▶ _PROVIDED PASSAGE_:
* * * * * * *

Scott Balber Coordinates the June 9 Meeting Story a Fourth Time

This morning, I did a post showing how Rob Goldstone’s story about the June 9 Trump Tower meeting that he plans to tell the Mueller inquiry compared with the three times one-time Trump lawyer and current Aras Agalarov lawyer telegraphed testimony through public stories.

  1. A meeting between Rinat Akhmetshin and Ike Kaveladze (the latter of whom Balber represents as an employee of Agalarov) in Moscow in June 2017, just as Jared Kushner and Paul Manafort were both belatedly disclosing the meeting to various authorities; this story appears to have been an attempt to pre-empt the damage that would be done when Akhmetshin’s involvement became public
  2. A Balber trip sometime before October to Russia to coordinate a story with and get documents from Natalia Veselnitskaya to back her version of the talking points she reportedly shared with Trump’s people
  3. Another October story, this “revealing” that Veselnitskaya’s research came from (or actually was shared with) Russian prosecutor Yuri Chaika, but insisting (per Balber) that Agalarov had no ties with the prosecutor

No sooner did Goldstone air his story in public than Balber filled in a hole in the story for Goldstone: he told the Daily Beast that after his client Ike Kaveladze saw an email (from whom he doesn’t describe) indicating that Jared Kushner, Paul Manafort, and Don Jr would be at the meeting, he called a close associate of Goldstone’s (and a former employee of Balber’s client), Roman Beniaminov, to find out what the meeting was about. That’s the first he learned — at least as far as he told congressional investigators — that the meeting was about dealing “dirt” on Hillary.

* * * * * * *

▶ _SUPPLIED MATERIAL_:
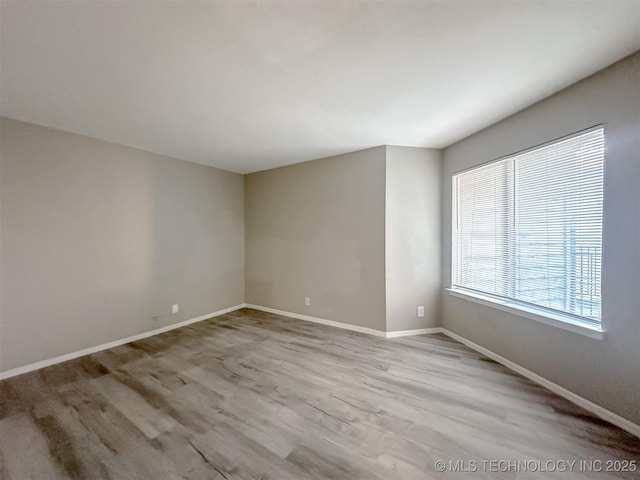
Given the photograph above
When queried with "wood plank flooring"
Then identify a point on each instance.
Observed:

* * * * * * *

▶ _TASKS AND EXERCISES_:
a. Duplicate the passage from the Scott Balber article, starting with "This morning, I" and going on through "through public stories.".
b. Go on with the Scott Balber article from where it stops.

▶ _RESULTS OF THE EXERCISE_:
a.
This morning, I did a post showing how Rob Goldstone’s story about the June 9 Trump Tower meeting that he plans to tell the Mueller inquiry compared with the three times one-time Trump lawyer and current Aras Agalarov lawyer telegraphed testimony through public stories.

b.
Scott Balber, Kaveladze’s attorney, told The Daily Beast that before Kaveladze headed from Los Angeles to New York for the meeting, he saw an email noting that Kushner, Manafort, and Trump Jr. would all be involved. He thought it would be odd for them to attend the meeting, so he called Beniaminov before heading to New York. Both Beniaminov and Kaveladze have worked with the Agalarov’s real estate development company, the Crocus Group.

Balber said that Beniaminov told Kaveladze that he heard Rob Goldstone— Emin Agalarov’s music manager— discuss “dirt” on Hillary Clinton. It’s never become completely clear what kind of “dirt” the Russians were talking about.

According to Balber, Beniaminov was the only person to give Kaveladze any information about the meeting’s purpose.

“That was the only data point Ike had, which was inconsistent with everything else he had heard, which was that the meeting was about the Magnitsky Act,” Balber said.

I guess this answers my earlier question on whether Balber went to Thailand to coach Goldstone on his testimony: Nope! That’s why he’s doing it through the press again.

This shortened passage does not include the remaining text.